Records provided
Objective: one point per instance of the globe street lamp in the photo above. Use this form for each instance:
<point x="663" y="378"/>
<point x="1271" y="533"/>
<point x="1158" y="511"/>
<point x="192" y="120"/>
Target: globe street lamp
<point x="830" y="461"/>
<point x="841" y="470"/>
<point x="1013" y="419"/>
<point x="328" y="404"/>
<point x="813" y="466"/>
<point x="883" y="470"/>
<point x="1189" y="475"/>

Directions
Echo the records above line for line, with no changes.

Answer below
Objective: one point per instance of the globe street lamp in the photo above. Use this form for each instance:
<point x="663" y="378"/>
<point x="1271" y="533"/>
<point x="1158" y="511"/>
<point x="192" y="120"/>
Target: globe street lamp
<point x="830" y="461"/>
<point x="841" y="470"/>
<point x="1013" y="419"/>
<point x="328" y="404"/>
<point x="813" y="466"/>
<point x="883" y="470"/>
<point x="1189" y="475"/>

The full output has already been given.